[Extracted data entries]
((

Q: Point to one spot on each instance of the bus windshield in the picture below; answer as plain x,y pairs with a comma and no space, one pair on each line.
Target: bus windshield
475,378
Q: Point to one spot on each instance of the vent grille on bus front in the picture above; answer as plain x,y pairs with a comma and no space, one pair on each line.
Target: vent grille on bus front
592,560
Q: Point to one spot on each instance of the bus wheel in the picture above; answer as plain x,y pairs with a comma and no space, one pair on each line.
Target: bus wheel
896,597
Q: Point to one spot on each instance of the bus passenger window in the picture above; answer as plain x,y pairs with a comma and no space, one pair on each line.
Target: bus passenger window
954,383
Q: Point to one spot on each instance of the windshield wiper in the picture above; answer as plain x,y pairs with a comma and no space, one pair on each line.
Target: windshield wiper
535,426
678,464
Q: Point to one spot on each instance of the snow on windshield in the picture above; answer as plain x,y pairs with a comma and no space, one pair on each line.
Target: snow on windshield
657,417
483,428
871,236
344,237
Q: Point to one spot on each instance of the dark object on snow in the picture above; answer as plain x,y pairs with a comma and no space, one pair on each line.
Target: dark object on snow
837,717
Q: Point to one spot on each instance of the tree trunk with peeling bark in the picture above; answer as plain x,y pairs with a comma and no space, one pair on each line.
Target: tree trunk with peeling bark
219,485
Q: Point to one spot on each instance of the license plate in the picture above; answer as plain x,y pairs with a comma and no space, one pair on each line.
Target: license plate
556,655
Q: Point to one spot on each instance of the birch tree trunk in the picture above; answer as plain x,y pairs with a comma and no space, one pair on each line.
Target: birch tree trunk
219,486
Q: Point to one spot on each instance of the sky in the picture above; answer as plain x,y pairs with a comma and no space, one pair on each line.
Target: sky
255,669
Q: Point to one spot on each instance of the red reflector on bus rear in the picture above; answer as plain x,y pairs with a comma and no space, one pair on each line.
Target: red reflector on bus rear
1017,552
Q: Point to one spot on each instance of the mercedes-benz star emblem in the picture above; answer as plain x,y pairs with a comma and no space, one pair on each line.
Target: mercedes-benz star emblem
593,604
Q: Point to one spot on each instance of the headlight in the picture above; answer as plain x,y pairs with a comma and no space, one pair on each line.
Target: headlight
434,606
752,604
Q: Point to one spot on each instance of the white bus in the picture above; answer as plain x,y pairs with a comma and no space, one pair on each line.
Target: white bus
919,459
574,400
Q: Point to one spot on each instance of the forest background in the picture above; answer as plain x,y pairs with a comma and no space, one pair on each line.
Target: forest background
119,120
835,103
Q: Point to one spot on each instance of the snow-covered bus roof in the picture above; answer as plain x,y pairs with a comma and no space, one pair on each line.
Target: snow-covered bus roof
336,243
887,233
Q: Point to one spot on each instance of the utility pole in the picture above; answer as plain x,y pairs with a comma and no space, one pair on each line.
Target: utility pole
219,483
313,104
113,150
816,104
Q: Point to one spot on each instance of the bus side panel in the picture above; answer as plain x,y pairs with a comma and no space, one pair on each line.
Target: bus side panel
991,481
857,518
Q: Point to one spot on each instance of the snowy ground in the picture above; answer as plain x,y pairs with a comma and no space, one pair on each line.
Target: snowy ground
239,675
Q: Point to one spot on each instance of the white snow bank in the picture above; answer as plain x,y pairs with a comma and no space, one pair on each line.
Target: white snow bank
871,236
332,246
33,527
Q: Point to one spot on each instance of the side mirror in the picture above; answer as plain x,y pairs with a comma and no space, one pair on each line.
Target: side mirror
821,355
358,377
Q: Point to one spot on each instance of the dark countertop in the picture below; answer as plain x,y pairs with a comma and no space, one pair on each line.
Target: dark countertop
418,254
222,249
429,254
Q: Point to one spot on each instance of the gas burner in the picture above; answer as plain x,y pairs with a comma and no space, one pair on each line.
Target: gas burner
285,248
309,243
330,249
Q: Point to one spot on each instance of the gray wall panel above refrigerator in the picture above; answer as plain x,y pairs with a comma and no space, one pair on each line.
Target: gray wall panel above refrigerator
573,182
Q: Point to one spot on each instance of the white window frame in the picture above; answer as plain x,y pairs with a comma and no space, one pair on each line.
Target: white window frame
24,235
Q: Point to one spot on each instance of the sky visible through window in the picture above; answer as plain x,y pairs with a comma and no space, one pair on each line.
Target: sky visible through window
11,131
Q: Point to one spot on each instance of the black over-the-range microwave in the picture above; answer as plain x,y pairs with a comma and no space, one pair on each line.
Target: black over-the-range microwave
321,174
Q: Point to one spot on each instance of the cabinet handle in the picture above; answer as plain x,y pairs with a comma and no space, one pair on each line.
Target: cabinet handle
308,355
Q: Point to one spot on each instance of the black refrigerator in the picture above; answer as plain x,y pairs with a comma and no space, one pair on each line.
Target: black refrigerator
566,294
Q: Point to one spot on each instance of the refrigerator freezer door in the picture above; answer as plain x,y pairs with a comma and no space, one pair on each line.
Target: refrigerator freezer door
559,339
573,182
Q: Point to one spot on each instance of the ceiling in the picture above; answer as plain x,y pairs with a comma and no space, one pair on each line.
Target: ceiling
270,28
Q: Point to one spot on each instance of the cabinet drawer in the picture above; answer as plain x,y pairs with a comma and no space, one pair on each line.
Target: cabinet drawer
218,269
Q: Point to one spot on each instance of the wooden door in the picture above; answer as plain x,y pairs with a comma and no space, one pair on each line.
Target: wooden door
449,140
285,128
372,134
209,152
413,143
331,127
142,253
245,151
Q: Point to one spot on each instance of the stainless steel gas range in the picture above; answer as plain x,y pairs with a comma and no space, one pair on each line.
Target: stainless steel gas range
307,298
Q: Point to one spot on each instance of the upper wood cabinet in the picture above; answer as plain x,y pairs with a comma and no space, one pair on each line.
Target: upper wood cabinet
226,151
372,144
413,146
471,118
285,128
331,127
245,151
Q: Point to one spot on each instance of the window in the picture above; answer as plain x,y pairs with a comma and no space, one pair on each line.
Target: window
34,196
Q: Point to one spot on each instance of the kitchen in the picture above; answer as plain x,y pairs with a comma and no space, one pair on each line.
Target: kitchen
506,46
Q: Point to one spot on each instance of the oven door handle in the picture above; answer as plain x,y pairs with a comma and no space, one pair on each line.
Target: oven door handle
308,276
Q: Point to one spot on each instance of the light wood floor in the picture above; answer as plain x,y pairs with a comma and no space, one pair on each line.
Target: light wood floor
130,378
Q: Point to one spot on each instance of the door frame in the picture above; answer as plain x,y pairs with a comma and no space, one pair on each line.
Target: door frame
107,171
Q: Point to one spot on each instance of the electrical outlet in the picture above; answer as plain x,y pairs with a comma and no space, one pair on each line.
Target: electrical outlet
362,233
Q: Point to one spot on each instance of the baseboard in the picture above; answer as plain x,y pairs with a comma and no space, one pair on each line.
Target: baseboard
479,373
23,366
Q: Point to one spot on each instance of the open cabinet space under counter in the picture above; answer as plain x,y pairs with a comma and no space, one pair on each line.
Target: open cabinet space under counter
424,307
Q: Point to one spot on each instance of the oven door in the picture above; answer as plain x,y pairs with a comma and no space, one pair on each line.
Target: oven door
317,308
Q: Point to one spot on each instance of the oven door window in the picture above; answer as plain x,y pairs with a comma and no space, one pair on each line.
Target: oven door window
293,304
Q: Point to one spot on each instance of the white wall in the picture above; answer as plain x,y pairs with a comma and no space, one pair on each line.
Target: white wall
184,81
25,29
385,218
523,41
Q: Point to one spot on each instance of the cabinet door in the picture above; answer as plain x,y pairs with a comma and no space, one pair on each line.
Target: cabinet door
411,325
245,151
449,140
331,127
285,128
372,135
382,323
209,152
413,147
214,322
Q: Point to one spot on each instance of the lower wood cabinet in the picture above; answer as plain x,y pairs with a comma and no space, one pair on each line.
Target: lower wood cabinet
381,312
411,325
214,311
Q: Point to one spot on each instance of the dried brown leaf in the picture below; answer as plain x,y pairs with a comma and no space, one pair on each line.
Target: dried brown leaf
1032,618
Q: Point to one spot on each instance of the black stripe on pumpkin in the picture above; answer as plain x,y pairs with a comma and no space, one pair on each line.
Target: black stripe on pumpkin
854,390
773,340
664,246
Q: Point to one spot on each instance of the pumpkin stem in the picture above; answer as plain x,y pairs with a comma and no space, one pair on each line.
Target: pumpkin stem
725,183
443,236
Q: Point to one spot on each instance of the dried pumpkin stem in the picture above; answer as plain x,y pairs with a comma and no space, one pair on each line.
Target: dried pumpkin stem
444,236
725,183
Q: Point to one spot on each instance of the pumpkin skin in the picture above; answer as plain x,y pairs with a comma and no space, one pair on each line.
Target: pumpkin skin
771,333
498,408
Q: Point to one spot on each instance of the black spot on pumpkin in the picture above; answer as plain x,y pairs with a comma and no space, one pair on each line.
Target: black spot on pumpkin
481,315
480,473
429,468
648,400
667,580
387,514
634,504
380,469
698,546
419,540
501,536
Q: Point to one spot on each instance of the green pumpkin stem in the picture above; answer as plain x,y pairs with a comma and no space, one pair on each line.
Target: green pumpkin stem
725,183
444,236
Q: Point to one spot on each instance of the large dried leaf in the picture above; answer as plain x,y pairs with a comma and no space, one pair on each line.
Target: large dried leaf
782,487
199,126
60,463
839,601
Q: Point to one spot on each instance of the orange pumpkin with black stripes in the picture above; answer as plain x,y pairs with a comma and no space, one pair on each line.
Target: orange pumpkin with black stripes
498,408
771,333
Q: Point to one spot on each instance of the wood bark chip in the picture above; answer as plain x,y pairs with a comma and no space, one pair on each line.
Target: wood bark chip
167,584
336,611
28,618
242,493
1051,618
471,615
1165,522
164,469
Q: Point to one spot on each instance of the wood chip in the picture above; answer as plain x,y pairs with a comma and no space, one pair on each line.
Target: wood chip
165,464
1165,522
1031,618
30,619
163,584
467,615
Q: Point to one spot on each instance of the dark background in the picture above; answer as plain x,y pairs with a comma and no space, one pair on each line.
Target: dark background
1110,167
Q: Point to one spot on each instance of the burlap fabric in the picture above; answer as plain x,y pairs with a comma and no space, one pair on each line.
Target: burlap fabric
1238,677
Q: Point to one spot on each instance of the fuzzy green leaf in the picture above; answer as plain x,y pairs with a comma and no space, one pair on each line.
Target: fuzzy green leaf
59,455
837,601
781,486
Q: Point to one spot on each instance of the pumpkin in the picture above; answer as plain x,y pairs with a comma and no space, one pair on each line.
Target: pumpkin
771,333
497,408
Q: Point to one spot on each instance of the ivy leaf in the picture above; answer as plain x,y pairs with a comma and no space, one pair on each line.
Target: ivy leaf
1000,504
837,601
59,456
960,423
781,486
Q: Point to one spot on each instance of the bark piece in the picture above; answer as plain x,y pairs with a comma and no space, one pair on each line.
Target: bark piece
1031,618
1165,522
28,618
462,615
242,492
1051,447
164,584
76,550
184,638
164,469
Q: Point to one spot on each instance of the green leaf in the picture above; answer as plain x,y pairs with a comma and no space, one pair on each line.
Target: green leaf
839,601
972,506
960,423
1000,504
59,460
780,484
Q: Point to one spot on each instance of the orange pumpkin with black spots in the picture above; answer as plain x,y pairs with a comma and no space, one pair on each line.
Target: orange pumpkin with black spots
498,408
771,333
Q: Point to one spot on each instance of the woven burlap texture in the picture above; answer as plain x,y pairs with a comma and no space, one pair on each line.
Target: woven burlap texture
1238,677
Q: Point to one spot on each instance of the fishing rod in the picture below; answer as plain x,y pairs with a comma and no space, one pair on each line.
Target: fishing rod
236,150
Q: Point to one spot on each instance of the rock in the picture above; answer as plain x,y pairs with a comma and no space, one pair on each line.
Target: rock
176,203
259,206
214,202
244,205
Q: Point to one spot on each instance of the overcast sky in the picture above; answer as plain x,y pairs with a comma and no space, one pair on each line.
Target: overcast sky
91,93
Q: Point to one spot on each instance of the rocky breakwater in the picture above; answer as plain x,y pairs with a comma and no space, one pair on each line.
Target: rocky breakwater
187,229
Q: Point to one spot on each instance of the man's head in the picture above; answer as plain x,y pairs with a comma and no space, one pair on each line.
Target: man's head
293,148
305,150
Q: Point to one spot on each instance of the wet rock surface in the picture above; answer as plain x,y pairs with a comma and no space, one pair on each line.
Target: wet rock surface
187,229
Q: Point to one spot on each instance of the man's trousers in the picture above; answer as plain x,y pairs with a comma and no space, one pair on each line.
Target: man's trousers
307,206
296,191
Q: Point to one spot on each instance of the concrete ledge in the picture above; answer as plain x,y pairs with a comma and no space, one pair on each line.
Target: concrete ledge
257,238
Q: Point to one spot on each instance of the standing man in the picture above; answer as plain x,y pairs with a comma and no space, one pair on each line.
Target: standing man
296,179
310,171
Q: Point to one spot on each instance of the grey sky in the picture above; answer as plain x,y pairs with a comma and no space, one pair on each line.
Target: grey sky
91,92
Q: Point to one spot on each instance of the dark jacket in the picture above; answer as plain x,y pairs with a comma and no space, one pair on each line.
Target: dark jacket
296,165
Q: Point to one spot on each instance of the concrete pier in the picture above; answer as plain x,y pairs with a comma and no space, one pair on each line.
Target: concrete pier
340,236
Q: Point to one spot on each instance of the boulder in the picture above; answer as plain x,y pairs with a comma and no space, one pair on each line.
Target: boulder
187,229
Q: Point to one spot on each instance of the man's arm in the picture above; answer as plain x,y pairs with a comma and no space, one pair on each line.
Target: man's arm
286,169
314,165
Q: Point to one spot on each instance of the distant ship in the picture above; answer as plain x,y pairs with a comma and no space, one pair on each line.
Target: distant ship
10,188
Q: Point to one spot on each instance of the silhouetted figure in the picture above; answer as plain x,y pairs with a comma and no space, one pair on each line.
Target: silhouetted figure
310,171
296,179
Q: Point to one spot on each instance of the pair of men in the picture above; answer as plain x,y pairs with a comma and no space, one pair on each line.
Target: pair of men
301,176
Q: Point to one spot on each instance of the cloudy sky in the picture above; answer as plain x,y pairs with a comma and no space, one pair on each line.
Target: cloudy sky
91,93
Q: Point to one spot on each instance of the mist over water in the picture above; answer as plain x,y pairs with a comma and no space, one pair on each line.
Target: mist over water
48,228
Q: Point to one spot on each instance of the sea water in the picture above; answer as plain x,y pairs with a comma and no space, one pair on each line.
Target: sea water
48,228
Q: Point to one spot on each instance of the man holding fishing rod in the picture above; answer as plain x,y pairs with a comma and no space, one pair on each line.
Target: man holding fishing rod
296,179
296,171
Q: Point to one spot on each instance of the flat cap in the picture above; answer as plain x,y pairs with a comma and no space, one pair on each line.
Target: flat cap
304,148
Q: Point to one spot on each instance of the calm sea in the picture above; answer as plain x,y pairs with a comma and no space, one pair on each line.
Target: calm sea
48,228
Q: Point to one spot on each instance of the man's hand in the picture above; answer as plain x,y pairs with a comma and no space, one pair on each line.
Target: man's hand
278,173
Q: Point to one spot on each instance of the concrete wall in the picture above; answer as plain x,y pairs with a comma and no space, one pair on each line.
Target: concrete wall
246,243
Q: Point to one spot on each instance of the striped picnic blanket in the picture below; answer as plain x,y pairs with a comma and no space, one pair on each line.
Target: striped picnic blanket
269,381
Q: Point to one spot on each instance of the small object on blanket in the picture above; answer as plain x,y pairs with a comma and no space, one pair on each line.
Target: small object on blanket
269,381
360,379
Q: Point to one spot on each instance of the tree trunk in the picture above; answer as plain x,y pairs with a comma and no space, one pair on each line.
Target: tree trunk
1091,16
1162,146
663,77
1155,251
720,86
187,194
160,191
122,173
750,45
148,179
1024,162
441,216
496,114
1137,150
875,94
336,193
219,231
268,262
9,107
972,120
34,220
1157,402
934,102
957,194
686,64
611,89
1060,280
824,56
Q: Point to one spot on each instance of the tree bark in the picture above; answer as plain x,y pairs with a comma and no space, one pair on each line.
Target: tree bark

))

→ **About this exercise**
The response must hold only the lines above from the line with "the dark background" through the line with "black spots in", each copied exactly, both ends kept.

→ **Exercise response**
Q: Point to one spot on each instance of the dark background in the picture above; answer as plain x,y pairs with a comma and no space, one pair on each line.
Target: dark background
1110,167
Q: Point to one spot on each instance of the burlap fabric in the picture above; answer as plain x,y pairs with a comma and no space, one pair on each line.
Target: burlap fabric
1238,677
Q: Point to one spot on each instance of the fuzzy green leaf in the picture above; answer as plain x,y pairs with a comma and no space, one pair on each line.
Target: fuzzy green leaf
59,455
837,601
781,486
Q: Point to one spot on each instance of the pumpkin in the picture above; answer as plain x,y pairs with a comma and no space, one pair on each line.
Target: pumpkin
771,333
497,408
Q: Point to one spot on each instance of the ivy leaf in the picture above; answer as plain x,y pairs with a comma and no space, one pair on each line.
Target: ivy leaf
1000,504
837,601
59,456
960,423
781,486
Q: Point to one spot on each instance of the bark piece in the picture above; answer as plain x,y pairs with a comma and no space, one pair on each line.
Target: bark piece
1031,618
1165,522
28,618
462,615
242,492
1051,447
164,584
76,550
184,638
164,469
Q: Point to one spot on each instance of the green leaf in the picture above; answer as plain x,y pairs with a comma and no space, one pair on each line.
Target: green leaf
839,601
972,506
960,423
1000,504
59,460
780,484
Q: Point to one spot on each instance of the orange pumpkin with black spots in the picture above; answer as plain x,y pairs with a comma and no space, one pair on each line.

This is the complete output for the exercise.